** Begin PAGE EXCERPT **

I have been unable to find Malt of Meal and have been told it has been discontinued. Anything else that I can sue in place of it?


----------



## Jencylivez (May 31, 2007)

Try a target or a walmart. Thats where I got mine from


----------



## MonopolyBag (Jun 3, 2007)

Thanks.


----------



## MonopolyBag (Jun 3, 2007)

OK, I found it

the yeast I have is active yeast, will this work?


----------



## Jencylivez (May 31, 2007)

Yeah either that or Brewers works fine..And the dry ingredients must be mixed in when the liquid is boiling and then additional yeast must be sprinkled on top


----------



## MonopolyBag (Jun 3, 2007)

OK, thanks. Same kind of yeast, right?

Anything else I should know?

Can i put the flies in once it cools down?


----------



## Jencylivez (May 31, 2007)

** End PAGE EXCERPT **
** Begin RECORD SET **

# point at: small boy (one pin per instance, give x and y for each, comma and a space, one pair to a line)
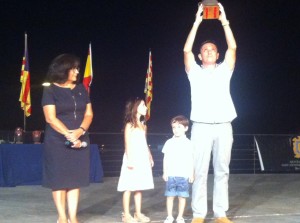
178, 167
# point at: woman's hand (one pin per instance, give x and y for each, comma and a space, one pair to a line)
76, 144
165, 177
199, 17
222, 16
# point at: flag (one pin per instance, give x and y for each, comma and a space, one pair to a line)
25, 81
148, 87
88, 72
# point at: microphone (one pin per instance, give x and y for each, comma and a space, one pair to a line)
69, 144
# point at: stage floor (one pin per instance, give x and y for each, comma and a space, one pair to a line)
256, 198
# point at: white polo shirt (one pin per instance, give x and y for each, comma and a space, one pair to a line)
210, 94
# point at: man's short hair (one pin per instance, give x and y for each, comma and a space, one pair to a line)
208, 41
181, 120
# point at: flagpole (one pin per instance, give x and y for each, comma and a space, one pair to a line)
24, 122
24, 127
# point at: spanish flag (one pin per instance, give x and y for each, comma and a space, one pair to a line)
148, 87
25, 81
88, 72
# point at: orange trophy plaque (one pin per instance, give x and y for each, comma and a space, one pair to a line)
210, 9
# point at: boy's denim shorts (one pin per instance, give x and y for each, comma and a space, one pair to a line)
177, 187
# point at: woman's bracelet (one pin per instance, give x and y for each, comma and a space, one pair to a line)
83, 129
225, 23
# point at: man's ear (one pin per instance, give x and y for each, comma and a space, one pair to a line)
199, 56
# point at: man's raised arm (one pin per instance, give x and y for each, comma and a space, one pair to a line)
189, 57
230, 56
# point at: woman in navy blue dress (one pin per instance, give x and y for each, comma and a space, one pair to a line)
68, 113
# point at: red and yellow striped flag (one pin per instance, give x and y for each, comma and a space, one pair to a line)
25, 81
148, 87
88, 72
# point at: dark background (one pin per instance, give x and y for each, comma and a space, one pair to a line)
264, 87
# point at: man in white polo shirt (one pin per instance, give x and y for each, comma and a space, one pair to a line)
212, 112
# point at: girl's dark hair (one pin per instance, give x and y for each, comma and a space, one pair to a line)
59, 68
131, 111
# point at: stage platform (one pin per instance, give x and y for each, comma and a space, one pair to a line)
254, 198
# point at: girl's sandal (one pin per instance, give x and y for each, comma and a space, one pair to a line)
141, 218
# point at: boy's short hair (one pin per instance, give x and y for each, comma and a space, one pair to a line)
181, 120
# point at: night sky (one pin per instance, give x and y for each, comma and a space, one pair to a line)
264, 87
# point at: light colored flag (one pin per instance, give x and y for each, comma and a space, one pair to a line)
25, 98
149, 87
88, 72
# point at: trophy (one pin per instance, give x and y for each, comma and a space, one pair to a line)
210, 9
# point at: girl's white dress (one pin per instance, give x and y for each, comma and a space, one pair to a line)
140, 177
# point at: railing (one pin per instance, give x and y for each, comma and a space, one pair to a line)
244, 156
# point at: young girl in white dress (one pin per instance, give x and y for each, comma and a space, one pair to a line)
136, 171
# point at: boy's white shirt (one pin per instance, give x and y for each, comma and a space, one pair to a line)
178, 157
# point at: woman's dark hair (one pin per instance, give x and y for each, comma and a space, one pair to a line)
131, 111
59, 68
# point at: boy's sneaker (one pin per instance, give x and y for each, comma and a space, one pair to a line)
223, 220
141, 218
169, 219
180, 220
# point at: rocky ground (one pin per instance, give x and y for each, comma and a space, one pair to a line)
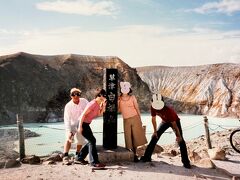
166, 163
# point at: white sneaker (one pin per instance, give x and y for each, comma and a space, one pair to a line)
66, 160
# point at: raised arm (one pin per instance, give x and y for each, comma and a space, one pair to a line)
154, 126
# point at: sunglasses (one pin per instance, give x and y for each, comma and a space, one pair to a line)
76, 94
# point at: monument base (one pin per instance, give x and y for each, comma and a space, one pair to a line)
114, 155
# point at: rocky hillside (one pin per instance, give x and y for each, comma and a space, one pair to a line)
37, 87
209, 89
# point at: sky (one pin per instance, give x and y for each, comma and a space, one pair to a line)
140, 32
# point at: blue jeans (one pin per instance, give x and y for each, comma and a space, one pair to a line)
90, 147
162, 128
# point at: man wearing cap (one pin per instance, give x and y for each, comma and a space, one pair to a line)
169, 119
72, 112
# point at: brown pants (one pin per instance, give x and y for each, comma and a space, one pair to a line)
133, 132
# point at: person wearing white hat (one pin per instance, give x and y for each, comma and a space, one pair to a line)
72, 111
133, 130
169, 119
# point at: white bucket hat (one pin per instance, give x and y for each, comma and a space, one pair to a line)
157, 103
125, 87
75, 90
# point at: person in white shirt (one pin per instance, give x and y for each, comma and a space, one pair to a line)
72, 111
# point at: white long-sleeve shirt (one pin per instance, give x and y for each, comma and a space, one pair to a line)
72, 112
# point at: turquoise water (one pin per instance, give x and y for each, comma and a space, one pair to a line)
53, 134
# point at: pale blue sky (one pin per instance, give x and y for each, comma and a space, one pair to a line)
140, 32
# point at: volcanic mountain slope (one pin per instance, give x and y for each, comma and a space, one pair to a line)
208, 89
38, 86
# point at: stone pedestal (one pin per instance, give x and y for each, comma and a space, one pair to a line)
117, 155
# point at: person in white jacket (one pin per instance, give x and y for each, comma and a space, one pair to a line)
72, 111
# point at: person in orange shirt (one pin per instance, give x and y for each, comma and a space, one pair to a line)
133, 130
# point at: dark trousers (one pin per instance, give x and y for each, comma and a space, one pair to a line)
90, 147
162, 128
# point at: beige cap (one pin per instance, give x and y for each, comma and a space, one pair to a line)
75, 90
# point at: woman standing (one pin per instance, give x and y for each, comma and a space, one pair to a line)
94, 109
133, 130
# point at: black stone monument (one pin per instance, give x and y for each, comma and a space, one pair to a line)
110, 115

** End RECORD SET **

◆ TASK REQUIREMENTS
Extend the forum thread about making fly culture medium, picking up right after its final line.

◆ RESPONSE
Nothing else really, I believe the difference is that active yeast is alive and brewers isn't.. I wait a couple of hours before I put them in


----------



## MonopolyBag (Jun 3, 2007)

OK, does that matetr that the yeast will be alive?


----------



## Jencylivez (May 31, 2007)

Nope. I've been using brewers yeast for a while and it works fine


----------



## MonopolyBag (Jun 3, 2007)

Yes, but the recipe calls for Brewers yeast, I have Active yeast. Will this cause a problem that it is alive?


----------



## Jencylivez (May 31, 2007)

No it wont pose a problem, I think brewers yeast is a lot cheaper tho so keep that in mind for next time.


----------



## Tripod (Jun 5, 2006)

Be careful substituting active yeast for brewer's yeast in any media recipe! 

Active yeast should only be used sparingly because it gives off carbon dioxide (waste gas from the little buggers as they consume sugar...). Anything more than a pinch per culture and you risk asphyxiating your FFs after you close up the container.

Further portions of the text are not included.